__Work instruction__. Skip the pictures and write out, word for word, the lines below from the one with "Locate the red" through the one with "Locate the truck tire", inclusive.

--- Provided data Enclosed Below ---

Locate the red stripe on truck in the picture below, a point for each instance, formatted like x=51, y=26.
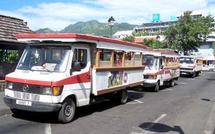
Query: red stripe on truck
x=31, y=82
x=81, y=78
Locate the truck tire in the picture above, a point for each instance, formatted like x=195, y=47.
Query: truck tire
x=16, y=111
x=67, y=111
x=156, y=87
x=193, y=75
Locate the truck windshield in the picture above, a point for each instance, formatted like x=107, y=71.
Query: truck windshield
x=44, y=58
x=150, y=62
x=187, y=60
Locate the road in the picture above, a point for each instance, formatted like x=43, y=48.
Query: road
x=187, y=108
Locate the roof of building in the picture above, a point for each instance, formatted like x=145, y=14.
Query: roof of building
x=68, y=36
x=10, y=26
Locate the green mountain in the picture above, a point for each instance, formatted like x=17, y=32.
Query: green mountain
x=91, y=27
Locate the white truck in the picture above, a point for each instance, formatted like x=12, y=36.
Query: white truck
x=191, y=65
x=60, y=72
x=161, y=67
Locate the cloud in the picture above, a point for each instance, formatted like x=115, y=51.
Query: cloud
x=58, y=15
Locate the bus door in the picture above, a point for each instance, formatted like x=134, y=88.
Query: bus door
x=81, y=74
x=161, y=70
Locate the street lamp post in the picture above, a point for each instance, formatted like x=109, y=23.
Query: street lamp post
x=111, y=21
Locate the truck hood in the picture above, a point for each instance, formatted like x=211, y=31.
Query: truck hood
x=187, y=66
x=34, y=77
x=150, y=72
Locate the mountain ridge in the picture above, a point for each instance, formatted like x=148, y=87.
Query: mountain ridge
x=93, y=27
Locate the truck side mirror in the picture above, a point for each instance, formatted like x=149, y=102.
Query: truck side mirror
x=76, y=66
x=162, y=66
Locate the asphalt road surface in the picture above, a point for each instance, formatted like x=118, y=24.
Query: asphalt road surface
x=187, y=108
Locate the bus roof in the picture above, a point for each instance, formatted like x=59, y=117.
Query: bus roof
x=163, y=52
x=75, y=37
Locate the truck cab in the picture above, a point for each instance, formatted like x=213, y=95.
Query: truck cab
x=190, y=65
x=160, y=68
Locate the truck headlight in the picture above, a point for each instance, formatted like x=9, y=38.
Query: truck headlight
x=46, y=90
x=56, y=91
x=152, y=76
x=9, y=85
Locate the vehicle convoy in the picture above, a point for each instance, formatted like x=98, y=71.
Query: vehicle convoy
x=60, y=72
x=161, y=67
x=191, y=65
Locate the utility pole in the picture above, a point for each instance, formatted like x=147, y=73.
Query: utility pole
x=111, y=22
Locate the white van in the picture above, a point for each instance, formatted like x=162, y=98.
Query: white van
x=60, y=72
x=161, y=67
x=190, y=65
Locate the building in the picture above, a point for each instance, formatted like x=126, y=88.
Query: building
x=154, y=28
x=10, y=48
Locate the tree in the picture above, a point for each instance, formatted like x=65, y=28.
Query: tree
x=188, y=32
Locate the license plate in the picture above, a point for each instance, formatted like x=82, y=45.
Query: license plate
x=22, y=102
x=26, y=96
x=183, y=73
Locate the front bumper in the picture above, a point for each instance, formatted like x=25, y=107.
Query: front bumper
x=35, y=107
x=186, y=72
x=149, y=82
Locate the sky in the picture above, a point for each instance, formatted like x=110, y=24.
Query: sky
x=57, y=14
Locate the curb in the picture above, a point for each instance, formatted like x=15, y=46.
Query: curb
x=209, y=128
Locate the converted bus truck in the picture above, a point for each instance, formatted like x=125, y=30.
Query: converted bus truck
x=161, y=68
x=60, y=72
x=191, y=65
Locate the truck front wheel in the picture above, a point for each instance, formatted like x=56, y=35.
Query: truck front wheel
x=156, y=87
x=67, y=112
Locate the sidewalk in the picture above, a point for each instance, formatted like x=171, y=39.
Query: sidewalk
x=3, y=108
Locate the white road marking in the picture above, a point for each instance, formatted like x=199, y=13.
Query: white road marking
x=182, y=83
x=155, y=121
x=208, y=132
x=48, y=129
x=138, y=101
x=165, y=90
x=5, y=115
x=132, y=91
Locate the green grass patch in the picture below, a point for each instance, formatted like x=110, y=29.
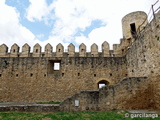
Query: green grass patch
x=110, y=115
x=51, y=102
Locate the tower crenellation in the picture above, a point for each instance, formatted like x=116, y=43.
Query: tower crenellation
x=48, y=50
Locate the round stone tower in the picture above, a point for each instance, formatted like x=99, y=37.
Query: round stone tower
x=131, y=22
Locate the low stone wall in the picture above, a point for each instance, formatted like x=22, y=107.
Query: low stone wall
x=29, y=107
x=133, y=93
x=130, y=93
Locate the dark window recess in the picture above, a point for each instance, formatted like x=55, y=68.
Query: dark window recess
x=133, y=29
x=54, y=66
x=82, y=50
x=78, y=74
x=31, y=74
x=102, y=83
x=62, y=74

--- End of Enclosed Provided data ---
--- Provided data Enclosed Below ---

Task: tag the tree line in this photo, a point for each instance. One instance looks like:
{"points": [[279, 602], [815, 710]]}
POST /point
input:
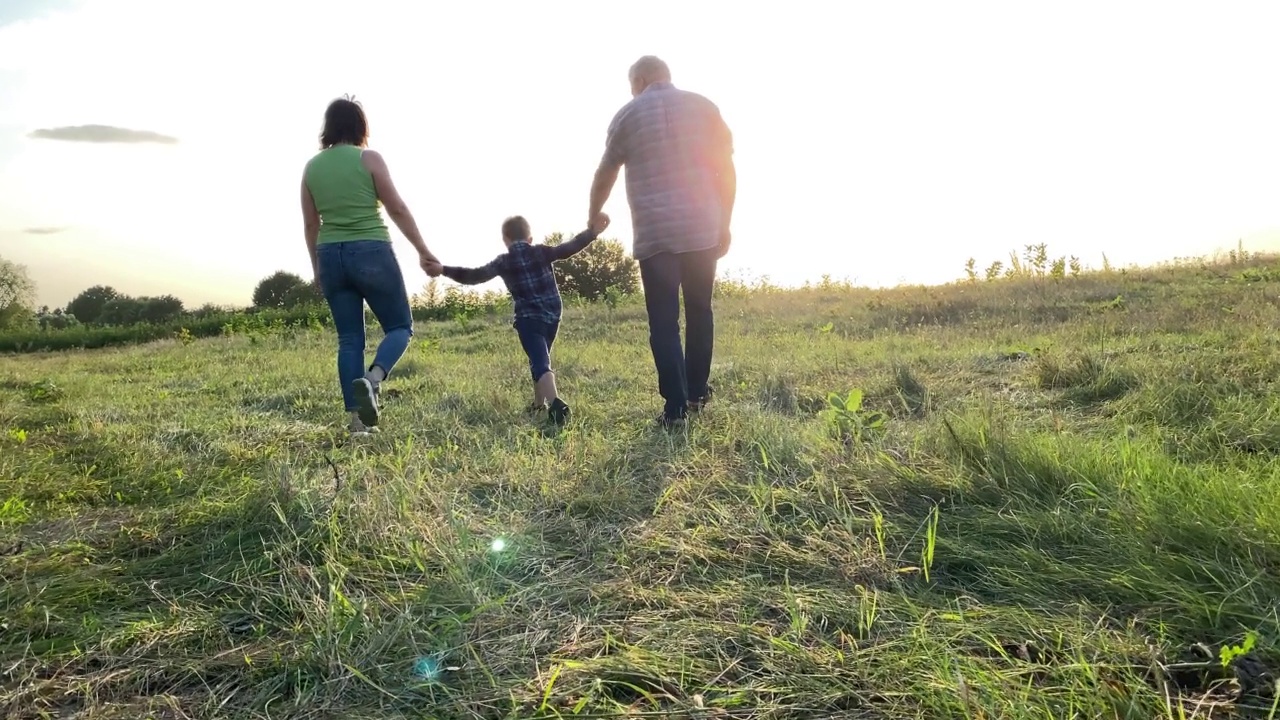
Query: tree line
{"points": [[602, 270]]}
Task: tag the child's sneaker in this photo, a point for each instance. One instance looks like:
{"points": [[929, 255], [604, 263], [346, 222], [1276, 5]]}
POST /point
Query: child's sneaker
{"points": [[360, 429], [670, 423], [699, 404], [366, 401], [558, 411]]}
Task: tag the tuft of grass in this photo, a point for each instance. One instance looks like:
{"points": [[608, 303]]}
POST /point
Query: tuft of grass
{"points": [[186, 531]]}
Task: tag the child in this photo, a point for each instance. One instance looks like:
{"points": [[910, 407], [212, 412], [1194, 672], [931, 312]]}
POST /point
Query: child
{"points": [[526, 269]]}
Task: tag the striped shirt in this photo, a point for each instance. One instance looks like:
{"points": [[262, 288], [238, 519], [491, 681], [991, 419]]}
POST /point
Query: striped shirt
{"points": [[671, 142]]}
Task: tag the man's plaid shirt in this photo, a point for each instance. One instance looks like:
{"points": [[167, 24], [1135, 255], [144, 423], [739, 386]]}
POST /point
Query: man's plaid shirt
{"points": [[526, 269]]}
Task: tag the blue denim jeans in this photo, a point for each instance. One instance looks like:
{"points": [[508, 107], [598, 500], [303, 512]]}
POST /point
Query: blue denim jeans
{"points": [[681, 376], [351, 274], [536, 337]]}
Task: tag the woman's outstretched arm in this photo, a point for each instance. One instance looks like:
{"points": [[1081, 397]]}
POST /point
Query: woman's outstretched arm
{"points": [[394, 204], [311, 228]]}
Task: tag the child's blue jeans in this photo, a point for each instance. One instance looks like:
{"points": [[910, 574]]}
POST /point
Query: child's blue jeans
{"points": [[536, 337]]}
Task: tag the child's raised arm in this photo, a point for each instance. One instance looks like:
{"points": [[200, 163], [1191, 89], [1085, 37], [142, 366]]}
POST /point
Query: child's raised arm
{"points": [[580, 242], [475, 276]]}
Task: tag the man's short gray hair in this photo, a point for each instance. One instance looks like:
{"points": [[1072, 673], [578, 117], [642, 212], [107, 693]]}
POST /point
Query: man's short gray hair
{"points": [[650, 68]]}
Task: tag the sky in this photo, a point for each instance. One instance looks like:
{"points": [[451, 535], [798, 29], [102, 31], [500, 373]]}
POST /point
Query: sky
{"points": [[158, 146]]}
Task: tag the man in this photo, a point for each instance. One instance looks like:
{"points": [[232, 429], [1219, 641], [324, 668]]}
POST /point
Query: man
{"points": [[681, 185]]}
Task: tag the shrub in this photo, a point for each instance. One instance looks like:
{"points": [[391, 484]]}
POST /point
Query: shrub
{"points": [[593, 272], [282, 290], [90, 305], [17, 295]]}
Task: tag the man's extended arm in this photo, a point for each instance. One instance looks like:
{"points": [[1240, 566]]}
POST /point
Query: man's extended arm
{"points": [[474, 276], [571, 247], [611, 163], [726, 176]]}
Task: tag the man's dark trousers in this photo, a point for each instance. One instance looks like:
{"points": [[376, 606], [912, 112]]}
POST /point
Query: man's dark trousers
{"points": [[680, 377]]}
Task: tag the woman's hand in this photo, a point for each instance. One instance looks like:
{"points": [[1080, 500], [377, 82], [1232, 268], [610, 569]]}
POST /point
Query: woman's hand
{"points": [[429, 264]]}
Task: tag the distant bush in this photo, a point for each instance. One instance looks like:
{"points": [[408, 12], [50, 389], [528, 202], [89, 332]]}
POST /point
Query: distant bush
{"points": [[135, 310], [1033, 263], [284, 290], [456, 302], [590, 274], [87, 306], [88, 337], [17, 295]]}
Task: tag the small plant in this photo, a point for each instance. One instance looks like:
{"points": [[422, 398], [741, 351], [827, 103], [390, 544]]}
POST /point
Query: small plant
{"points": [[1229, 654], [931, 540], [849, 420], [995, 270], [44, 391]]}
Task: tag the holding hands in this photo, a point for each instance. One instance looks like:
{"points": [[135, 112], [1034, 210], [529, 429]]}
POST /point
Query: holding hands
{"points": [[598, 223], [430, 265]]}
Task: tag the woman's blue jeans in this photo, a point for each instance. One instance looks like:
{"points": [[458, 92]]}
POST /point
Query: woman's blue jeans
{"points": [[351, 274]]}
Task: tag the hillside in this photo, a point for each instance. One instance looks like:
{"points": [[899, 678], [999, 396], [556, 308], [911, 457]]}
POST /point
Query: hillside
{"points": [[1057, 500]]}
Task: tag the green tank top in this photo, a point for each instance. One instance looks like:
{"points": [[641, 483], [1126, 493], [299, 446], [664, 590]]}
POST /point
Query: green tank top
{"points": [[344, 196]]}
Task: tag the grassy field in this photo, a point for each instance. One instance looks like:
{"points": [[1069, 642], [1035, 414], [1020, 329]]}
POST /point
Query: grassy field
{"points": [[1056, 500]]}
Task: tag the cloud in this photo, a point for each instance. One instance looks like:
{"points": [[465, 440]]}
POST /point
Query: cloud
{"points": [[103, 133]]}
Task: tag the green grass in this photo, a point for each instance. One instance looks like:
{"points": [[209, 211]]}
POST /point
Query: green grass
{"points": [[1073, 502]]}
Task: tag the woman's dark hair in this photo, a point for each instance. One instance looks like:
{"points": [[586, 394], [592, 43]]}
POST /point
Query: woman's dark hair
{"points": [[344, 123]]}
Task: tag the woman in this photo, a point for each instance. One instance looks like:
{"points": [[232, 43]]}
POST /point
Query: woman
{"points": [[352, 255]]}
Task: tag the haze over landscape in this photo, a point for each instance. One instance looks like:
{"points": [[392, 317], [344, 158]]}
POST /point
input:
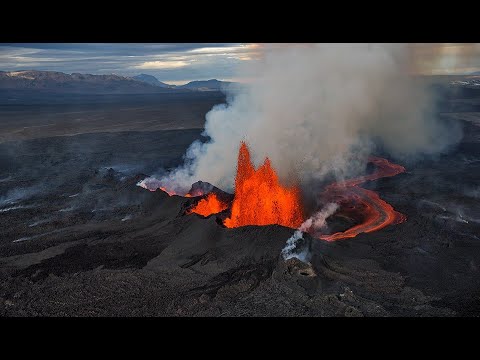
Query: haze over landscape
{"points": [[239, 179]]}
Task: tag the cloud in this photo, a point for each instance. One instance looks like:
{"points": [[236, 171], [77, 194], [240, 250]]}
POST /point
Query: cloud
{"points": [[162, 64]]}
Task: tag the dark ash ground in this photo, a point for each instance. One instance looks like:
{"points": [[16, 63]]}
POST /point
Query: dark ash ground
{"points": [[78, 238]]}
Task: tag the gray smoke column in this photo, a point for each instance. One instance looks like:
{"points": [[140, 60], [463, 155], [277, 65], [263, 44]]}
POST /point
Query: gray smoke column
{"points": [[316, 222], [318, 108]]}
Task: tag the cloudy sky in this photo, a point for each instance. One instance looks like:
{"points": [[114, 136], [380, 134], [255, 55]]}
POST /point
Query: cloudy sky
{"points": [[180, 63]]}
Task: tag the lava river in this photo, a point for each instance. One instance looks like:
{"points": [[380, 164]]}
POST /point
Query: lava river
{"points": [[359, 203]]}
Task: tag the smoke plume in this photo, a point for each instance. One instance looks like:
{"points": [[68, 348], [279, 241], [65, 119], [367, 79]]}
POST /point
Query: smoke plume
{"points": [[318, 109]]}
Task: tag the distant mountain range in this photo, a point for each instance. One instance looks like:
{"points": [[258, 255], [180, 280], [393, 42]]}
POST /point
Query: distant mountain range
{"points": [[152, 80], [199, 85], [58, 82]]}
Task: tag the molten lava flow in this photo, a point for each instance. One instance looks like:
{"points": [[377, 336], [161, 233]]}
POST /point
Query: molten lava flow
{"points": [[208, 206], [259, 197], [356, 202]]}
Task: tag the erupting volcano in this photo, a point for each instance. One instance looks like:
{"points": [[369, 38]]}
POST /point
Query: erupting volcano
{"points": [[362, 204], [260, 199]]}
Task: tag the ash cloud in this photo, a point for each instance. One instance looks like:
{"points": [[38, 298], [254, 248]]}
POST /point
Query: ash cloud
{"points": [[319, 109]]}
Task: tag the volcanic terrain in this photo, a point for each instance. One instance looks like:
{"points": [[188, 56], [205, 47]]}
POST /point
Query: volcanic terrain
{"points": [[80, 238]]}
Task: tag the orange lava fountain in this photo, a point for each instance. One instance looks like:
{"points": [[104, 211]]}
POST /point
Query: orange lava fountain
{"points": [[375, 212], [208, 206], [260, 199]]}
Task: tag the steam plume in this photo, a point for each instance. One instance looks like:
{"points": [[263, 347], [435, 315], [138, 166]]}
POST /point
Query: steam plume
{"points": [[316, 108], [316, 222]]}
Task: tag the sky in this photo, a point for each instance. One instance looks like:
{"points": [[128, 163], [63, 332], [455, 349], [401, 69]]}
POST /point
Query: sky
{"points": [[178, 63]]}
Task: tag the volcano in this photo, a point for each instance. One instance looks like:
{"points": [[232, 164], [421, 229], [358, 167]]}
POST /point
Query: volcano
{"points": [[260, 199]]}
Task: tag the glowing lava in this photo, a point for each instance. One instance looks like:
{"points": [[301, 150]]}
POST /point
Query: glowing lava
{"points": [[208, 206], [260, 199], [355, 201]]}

--- End of Enclosed Provided data ---
--- Provided data Enclosed Below ---

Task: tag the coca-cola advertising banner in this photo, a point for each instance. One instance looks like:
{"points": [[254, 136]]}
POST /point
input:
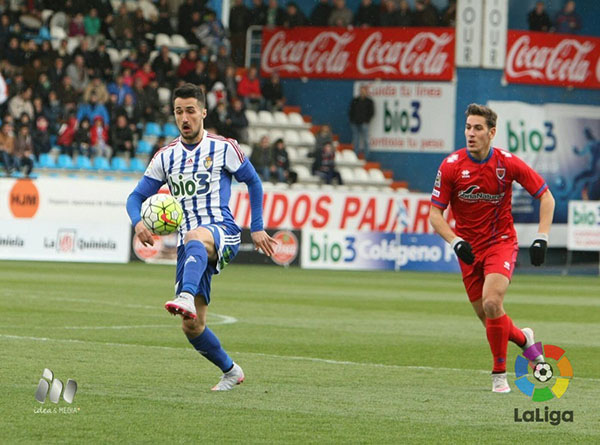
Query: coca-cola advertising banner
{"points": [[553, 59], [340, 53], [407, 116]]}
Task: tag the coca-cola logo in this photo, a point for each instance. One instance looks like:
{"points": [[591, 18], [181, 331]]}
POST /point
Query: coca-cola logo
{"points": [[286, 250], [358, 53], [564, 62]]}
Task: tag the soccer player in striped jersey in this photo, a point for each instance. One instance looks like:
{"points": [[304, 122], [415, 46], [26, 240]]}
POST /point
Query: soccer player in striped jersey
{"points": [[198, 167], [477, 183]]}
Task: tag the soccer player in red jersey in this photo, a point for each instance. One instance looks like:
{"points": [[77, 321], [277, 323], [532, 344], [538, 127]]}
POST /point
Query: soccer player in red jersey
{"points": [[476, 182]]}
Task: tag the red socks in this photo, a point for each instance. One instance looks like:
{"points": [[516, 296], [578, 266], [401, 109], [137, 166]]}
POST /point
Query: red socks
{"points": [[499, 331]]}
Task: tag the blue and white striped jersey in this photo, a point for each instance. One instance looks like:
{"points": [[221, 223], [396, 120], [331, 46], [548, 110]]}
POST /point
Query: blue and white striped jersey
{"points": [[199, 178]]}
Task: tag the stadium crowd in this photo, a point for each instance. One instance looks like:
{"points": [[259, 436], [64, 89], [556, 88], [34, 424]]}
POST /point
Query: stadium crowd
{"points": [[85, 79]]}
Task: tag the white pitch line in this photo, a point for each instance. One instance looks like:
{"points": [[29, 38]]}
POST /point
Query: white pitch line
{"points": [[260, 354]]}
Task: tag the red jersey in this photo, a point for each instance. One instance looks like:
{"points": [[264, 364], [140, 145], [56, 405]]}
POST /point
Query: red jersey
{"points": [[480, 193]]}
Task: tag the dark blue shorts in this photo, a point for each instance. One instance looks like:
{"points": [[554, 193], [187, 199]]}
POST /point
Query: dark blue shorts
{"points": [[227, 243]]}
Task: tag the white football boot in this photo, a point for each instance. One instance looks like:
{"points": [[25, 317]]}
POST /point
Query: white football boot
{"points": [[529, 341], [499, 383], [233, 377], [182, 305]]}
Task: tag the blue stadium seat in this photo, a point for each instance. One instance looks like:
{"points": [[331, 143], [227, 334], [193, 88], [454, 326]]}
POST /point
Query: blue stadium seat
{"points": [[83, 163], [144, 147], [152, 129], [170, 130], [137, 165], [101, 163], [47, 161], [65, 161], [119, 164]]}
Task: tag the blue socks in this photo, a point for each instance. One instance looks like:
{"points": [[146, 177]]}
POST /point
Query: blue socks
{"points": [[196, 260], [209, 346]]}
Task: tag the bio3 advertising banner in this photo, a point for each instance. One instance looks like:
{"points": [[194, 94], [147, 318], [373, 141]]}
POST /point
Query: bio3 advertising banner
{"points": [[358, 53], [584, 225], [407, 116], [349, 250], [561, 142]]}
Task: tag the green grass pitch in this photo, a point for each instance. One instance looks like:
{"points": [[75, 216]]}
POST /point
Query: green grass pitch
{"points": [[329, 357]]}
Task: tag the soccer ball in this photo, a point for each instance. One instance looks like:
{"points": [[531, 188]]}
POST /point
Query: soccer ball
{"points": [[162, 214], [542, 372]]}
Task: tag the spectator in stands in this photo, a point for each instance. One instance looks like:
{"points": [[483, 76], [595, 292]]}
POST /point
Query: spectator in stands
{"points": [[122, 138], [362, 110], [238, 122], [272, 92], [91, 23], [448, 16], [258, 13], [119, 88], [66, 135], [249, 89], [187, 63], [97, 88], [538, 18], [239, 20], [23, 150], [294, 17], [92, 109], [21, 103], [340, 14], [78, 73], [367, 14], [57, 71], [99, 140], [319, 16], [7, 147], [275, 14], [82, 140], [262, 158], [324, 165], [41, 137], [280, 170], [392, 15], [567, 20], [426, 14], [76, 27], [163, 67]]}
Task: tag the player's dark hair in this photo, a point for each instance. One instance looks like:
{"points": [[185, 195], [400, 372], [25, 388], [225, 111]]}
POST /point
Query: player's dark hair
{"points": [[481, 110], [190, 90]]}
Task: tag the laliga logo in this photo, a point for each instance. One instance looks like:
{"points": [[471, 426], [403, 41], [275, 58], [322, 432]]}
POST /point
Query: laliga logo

--- End of Enclosed Provided data ---

__Answer space__.
Locate the red stripe on truck in the picture below, a point for each instance, formatted like x=51, y=26.
Query: red stripe on truck
x=31, y=82
x=81, y=78
Locate the truck tire in the picture above, a point for each instance, formatted like x=195, y=47.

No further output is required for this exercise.